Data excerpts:
<<<<

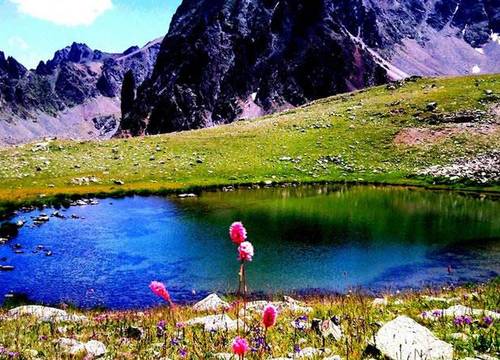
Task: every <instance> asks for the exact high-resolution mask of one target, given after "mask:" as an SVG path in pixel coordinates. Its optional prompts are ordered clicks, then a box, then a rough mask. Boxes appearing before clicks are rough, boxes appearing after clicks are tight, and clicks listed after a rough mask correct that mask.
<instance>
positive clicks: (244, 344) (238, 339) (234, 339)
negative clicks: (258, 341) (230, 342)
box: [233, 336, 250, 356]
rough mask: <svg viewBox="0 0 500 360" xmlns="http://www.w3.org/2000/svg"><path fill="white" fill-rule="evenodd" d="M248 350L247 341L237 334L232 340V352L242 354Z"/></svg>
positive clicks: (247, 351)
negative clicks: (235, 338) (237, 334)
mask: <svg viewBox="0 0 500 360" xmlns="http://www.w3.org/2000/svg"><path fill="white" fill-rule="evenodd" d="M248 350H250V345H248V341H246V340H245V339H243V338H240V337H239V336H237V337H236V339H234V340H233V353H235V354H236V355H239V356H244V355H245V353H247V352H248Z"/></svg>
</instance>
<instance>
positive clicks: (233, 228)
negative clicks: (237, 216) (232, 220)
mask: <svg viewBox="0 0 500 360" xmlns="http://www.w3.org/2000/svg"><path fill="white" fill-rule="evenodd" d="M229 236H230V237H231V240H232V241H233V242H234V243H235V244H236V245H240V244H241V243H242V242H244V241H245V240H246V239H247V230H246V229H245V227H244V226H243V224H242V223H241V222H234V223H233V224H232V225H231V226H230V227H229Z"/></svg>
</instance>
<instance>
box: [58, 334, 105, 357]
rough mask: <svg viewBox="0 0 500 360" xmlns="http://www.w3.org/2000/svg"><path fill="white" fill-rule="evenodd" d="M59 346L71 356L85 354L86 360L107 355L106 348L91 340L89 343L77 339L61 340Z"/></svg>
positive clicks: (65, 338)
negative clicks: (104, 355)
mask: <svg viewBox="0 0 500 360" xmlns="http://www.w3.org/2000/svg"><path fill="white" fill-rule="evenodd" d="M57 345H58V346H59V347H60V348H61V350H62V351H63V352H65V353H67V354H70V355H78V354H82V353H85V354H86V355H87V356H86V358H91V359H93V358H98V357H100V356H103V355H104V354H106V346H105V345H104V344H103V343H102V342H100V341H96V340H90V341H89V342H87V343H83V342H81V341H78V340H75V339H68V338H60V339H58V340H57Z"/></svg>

>>>>
<<<<

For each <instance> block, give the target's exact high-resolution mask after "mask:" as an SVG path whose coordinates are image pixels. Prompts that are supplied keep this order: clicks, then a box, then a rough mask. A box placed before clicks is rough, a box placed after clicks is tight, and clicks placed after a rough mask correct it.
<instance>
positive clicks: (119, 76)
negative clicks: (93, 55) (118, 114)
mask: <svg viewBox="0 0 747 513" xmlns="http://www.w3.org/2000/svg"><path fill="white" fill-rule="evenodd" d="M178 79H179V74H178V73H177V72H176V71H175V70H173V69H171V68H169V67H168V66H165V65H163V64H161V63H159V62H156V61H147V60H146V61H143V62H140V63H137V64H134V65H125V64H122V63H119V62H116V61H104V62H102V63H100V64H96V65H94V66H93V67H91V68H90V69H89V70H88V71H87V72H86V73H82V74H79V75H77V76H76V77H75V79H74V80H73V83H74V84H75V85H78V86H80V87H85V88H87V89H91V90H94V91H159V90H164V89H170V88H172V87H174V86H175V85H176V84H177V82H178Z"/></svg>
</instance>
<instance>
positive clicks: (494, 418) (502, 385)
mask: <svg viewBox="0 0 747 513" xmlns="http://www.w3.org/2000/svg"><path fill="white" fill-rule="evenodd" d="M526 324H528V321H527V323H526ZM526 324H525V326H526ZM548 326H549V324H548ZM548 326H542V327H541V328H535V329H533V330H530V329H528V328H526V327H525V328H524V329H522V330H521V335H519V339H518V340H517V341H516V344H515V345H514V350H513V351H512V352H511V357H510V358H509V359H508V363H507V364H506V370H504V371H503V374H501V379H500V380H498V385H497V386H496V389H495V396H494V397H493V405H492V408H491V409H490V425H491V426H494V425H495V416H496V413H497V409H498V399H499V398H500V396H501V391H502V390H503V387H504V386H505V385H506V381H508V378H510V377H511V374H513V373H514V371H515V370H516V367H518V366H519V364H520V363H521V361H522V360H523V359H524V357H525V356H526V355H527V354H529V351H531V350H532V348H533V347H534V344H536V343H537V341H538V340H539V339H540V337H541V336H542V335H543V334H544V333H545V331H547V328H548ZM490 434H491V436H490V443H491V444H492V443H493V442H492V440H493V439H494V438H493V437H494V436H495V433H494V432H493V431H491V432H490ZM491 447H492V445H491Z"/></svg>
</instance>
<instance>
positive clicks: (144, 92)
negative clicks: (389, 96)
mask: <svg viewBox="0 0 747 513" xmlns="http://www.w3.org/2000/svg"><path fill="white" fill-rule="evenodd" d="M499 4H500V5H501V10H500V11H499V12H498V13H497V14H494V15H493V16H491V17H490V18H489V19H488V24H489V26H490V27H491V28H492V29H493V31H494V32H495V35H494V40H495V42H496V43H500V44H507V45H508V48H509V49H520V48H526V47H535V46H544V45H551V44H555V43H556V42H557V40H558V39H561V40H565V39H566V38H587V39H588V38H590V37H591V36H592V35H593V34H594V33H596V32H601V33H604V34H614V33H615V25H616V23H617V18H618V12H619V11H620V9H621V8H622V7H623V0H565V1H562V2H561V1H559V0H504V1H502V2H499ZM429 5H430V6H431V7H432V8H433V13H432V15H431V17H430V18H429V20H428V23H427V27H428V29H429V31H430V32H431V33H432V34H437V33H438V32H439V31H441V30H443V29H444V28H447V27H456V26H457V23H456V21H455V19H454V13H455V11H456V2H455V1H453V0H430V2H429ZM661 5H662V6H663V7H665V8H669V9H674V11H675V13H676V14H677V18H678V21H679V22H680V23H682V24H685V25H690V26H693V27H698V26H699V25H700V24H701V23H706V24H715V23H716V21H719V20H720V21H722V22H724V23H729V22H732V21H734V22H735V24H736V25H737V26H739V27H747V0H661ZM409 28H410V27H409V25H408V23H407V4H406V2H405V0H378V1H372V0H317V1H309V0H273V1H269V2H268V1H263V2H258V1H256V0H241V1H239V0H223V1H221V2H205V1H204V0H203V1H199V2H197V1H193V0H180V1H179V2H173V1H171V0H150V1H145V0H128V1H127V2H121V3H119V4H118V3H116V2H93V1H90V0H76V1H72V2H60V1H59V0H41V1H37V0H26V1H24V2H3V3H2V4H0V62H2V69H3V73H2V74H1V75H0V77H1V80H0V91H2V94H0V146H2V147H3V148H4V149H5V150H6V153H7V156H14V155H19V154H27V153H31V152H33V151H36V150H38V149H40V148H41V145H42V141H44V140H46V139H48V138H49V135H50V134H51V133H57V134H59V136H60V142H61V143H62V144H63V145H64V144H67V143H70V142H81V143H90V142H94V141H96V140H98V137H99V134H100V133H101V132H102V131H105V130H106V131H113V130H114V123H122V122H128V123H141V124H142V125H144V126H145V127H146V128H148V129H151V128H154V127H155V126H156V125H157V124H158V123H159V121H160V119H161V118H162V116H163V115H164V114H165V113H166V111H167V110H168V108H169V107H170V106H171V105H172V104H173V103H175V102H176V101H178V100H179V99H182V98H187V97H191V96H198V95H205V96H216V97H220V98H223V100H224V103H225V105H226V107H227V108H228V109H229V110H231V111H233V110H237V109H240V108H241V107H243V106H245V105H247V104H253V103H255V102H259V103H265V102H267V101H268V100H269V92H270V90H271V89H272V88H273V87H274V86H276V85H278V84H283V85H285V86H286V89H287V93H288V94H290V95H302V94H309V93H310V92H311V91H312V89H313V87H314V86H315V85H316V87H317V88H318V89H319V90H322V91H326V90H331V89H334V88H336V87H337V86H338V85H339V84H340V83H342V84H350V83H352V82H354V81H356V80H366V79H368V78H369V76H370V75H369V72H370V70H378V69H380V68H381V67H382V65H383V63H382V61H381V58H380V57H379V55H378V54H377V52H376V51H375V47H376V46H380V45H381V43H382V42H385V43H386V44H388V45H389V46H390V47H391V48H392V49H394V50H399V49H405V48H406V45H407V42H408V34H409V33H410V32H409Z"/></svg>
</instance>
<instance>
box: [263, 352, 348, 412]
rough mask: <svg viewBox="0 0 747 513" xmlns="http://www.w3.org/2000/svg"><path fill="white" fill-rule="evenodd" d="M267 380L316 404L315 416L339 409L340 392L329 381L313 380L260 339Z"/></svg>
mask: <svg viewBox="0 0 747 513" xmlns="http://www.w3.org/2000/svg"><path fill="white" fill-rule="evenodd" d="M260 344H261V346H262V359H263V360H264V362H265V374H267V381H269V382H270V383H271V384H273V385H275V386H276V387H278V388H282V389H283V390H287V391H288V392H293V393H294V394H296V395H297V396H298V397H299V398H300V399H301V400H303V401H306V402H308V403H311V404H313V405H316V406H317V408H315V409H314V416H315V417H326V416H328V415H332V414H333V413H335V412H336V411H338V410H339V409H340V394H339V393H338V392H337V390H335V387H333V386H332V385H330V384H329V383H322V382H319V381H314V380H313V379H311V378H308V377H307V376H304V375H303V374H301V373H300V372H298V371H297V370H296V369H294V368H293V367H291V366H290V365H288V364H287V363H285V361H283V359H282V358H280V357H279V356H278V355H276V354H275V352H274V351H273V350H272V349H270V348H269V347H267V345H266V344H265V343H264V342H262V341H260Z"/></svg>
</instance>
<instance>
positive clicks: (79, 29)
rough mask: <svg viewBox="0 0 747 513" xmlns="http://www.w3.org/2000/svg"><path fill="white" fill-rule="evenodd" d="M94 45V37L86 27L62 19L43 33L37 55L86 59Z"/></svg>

>>>>

**Exercise objective**
Reproduce verbatim the lines starting at the one containing "negative clicks: (235, 338) (237, 334)" and ending at the one containing "positive clicks: (65, 338)", both included.

**Problem solution**
negative clicks: (235, 338) (237, 334)
mask: <svg viewBox="0 0 500 360" xmlns="http://www.w3.org/2000/svg"><path fill="white" fill-rule="evenodd" d="M248 350H250V345H248V341H246V340H245V339H243V338H240V337H239V336H237V337H236V339H234V340H233V353H235V354H236V355H239V356H244V355H245V353H247V352H248Z"/></svg>
</instance>
<instance>
positive clicks: (233, 228)
negative clicks: (237, 216) (232, 220)
mask: <svg viewBox="0 0 500 360" xmlns="http://www.w3.org/2000/svg"><path fill="white" fill-rule="evenodd" d="M229 236H230V237H231V240H232V241H233V242H234V243H235V244H236V245H240V244H241V243H242V242H244V241H245V240H246V239H247V230H246V229H245V227H244V226H243V224H242V223H241V222H234V223H233V224H232V225H231V226H230V227H229Z"/></svg>
</instance>
<instance>
box: [58, 334, 105, 357]
rough mask: <svg viewBox="0 0 500 360" xmlns="http://www.w3.org/2000/svg"><path fill="white" fill-rule="evenodd" d="M59 346L71 356L85 354L86 360L107 355L106 348L91 340L89 343L77 339L61 340Z"/></svg>
positive clicks: (65, 338)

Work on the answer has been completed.